• **Aim of the task**:
Rewrite the rows from the line with "Agent step — locate the metal" through the last row, replacing "notation" with "format" and leaving everything else unchanged.

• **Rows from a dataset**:
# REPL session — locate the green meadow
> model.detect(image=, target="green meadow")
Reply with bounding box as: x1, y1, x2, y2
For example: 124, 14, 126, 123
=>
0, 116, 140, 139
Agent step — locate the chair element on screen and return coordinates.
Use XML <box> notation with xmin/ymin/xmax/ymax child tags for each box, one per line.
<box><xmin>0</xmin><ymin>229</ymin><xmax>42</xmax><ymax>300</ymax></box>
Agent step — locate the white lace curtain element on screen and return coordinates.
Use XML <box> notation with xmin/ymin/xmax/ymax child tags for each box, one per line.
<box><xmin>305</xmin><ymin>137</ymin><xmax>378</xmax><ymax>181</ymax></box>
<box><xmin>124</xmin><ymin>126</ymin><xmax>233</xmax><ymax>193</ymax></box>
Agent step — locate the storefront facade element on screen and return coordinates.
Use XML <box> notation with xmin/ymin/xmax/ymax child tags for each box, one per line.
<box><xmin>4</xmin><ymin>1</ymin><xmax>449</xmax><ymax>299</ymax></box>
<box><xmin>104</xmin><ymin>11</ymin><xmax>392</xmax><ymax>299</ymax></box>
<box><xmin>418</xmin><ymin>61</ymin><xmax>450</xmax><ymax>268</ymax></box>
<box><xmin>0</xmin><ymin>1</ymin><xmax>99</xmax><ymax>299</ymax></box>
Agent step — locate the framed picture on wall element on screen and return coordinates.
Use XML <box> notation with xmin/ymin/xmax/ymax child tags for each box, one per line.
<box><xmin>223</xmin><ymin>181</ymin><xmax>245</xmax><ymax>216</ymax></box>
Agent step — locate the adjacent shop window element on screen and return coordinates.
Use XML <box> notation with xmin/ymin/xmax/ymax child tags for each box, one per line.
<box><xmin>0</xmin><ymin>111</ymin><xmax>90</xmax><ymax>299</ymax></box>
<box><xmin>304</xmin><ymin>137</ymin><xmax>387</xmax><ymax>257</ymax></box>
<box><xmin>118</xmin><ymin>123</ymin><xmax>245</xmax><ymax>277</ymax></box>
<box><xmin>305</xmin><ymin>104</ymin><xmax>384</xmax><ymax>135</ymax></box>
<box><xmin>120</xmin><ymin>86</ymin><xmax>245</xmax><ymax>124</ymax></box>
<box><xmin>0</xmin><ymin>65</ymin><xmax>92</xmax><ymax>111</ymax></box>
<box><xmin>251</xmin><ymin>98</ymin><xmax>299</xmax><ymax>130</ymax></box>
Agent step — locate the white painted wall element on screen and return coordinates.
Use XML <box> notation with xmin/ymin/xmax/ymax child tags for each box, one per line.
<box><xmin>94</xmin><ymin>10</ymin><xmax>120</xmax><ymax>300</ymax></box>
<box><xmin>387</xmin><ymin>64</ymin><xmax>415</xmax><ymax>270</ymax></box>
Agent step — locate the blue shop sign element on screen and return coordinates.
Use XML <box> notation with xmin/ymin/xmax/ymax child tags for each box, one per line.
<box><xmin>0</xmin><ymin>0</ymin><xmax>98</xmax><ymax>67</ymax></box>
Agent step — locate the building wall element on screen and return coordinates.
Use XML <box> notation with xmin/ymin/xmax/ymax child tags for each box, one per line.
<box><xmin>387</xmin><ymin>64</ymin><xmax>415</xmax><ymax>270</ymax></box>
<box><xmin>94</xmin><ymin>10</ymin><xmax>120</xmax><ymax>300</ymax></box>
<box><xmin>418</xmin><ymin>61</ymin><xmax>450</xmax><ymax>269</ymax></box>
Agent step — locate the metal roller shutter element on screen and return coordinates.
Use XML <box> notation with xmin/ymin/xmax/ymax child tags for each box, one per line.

• **Result of this task**:
Agent step — locate the metal roller shutter element on screen and return coordinates.
Use XML <box> format with xmin/ymin/xmax/ymax child tags for each box, one per line.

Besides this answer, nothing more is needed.